* [Ausgewählter Text]
####

Johannes Ließem an seine Frau Elsbeth, 16. Januar 1943

16. Januar 1943

Meine liebe Elsbeth!

Vorerst einen recht, recht herzlichen Gruß. Hoffentlich ist es Dir nach den anstrengenden 3 Wochen gut bekommen. Heute habe ich meine Weißbrotbescheinigung bekommen. Aber, leider wird von der Division keines mehr gebacken. Unser Spieß, übrigens ein Neuer, will sehen, daß er selbst etwas Weißbrot backen läßt. Ich habe noch von zu Hause etwa 3 Scheiben.

Der jetz bisherige Spies fuhr ja mit mir zusammen in Urlaub. Erzählte ich Dir nicht, daß er so wahnsinnig beladen war und telegrafisch zurückgerufen wurde. Teupel schrieb es mir ja nach Godesberg. Weißt Du auch weshalb er zurückmußte. Der Fourier hatte ausgesagt, daß er (der Spies) befohlen habe, ihm Öl, Zucker, Mehl, Butter und Fleisch herauszugeben – aus Kompaniebeständen. Gestern hatte er sich dieserhalb vor dem Kriegsgericht zu verantworten. Er hat da ausgesagt, daß er nicht nur für sich die Sachen entnommen habe, sondern auch an mich Sachen abgegeben habe. So ist er – ich glaub’, mit Mühe und Not – freigekommen und dem Batl.--Kommandeur zur disziplinären Bestrafung überwiesen worden. Man hat es wohl in etwa so ausgelegt, daß er „im allgemeinen“ Urlaubern Sachen für zu Hause mitgegeben habe. Ich hatte ja auch dieselbe Ansicht, deshalb bin ich ja vollkommen ahnungslos und man würde mir nie was machen wollen. Ob es nun mit seinem Offz. noch was wird, ist wohl fraglich.

Im Augenblick komme ich mir so unglücklich placiert vor. Ich schaue sowas im Kompanietrupp herum, kann aber keine regelrechte Arbeit übernehmen. Am liebsten wäre mir, ich käme eher morgen wie übermorgen ins Erholungsheim. Am Allerliebsten wäre es mir ja, ich wäre wieder gesund und könnte arbeiten. Vorige Nacht habe ich mindestens eine Stunde draußen im Freien gehockt und gebrochen und

gesch….

####

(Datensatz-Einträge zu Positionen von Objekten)
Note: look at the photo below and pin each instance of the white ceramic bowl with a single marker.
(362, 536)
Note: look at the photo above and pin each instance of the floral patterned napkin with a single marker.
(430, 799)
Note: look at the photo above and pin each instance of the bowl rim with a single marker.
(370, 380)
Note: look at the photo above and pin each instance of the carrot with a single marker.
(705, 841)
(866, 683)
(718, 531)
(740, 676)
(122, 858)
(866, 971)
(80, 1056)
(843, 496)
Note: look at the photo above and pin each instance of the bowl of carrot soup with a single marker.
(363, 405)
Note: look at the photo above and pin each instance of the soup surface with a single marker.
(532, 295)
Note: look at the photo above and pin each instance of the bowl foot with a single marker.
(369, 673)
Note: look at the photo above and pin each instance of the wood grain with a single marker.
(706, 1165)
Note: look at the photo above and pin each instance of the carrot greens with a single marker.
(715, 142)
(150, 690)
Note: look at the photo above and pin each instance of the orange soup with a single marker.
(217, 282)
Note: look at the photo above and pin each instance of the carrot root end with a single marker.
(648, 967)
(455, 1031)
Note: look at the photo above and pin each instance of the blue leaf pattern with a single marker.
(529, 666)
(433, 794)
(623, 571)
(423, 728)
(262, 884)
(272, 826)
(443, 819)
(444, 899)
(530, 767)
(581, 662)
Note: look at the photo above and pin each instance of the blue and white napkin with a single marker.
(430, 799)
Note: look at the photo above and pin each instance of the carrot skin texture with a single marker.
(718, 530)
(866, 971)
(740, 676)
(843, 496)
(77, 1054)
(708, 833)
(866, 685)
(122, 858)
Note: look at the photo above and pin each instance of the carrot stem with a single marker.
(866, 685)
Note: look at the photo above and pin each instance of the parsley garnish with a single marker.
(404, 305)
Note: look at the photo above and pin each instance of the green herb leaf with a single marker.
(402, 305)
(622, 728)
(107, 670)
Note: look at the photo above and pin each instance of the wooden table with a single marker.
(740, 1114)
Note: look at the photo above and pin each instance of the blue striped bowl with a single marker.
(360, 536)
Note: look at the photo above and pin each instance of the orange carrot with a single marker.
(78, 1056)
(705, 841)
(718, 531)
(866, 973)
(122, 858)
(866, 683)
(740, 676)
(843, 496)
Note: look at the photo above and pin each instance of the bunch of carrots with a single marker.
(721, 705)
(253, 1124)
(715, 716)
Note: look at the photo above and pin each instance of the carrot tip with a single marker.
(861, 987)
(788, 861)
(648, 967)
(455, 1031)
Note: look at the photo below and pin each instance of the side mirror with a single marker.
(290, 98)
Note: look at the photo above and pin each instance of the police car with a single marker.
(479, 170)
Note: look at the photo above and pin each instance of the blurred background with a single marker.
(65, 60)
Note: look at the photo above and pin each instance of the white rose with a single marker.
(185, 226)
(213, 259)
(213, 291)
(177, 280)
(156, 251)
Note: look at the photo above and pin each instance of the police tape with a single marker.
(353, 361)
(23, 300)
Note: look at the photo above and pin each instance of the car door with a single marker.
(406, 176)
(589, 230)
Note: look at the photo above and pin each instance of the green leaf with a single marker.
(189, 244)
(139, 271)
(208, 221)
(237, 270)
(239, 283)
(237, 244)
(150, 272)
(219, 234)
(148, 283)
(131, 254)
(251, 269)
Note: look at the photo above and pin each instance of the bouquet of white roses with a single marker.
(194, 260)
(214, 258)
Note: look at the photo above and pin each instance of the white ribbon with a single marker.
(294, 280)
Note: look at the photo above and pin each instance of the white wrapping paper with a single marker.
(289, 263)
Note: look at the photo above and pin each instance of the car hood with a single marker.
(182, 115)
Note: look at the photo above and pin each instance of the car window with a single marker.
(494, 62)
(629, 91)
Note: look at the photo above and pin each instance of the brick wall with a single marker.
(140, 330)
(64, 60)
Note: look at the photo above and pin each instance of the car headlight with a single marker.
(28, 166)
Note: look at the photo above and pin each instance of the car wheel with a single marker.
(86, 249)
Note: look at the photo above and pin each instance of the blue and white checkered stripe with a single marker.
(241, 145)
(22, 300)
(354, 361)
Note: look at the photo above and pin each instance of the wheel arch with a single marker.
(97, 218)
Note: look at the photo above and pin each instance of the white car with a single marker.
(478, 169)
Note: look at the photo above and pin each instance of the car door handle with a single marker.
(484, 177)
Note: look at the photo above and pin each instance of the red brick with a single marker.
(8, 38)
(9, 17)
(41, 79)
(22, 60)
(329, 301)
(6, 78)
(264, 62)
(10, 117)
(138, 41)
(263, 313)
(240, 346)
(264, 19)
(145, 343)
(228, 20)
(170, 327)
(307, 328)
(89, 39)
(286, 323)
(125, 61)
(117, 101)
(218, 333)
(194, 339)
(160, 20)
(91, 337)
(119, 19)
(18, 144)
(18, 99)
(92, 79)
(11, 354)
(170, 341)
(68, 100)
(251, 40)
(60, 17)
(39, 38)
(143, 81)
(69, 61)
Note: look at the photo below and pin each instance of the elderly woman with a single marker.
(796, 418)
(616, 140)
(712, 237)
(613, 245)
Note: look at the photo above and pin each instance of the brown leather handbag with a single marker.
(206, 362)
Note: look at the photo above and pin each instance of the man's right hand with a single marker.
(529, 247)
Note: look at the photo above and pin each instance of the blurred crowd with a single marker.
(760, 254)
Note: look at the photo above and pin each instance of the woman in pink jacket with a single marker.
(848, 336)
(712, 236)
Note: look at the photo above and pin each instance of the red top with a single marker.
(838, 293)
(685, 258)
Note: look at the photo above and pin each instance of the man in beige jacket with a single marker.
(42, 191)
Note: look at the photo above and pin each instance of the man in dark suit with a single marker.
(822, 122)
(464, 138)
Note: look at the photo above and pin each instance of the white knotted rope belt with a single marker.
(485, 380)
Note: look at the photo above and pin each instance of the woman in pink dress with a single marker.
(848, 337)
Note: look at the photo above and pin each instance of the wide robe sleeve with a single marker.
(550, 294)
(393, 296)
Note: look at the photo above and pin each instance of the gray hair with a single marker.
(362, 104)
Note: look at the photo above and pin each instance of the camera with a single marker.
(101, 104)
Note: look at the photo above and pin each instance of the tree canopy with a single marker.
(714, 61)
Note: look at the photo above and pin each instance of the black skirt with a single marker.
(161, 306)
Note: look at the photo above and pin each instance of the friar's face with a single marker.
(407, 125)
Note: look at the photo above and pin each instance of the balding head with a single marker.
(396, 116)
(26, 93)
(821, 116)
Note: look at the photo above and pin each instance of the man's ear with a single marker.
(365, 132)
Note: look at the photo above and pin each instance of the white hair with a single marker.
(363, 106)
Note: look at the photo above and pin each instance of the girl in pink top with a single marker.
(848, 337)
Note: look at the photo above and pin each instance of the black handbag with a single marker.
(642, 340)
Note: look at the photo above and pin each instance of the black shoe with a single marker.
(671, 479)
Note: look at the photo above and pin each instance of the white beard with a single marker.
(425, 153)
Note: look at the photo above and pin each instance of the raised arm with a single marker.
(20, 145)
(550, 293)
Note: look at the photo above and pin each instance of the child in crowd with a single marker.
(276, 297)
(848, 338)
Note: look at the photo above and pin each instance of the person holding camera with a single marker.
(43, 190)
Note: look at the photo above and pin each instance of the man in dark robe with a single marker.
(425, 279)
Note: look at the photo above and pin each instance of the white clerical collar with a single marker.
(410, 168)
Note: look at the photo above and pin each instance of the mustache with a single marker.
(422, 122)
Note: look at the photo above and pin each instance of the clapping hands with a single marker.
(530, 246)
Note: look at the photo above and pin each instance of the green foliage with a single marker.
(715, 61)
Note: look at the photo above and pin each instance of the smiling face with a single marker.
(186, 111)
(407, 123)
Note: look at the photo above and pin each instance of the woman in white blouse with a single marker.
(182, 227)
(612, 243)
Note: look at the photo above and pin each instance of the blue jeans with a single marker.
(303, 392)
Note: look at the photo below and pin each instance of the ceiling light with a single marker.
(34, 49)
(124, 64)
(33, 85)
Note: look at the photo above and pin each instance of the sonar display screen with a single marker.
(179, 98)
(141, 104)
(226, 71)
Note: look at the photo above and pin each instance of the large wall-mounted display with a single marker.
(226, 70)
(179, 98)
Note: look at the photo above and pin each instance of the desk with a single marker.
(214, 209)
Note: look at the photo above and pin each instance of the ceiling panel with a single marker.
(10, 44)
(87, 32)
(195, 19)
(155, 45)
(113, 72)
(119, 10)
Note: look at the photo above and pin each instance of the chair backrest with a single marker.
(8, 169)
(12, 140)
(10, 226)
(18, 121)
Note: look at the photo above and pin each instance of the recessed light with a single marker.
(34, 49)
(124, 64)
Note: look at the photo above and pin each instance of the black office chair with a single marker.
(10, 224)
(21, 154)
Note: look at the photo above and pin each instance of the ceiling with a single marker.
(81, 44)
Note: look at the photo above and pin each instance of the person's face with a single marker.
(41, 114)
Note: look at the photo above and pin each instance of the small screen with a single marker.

####

* [Schriftliche Aufgabe]
Schreiben Sie aus dem Brief an Elsbeth den Abschnitt wortgetreu ab, beginnend bei „Vorerst einen recht, recht“ und endend mit „etwa 3 Scheiben.“.

* [Vollständige Antwort]
Vorerst einen recht, recht herzlichen Gruß. Hoffentlich ist es Dir nach den anstrengenden 3 Wochen gut bekommen. Heute habe ich meine Weißbrotbescheinigung bekommen. Aber, leider wird von der Division keines mehr gebacken. Unser Spieß, übrigens ein Neuer, will sehen, daß er selbst etwas Weißbrot backen läßt. Ich habe noch von zu Hause etwa 3 Scheiben.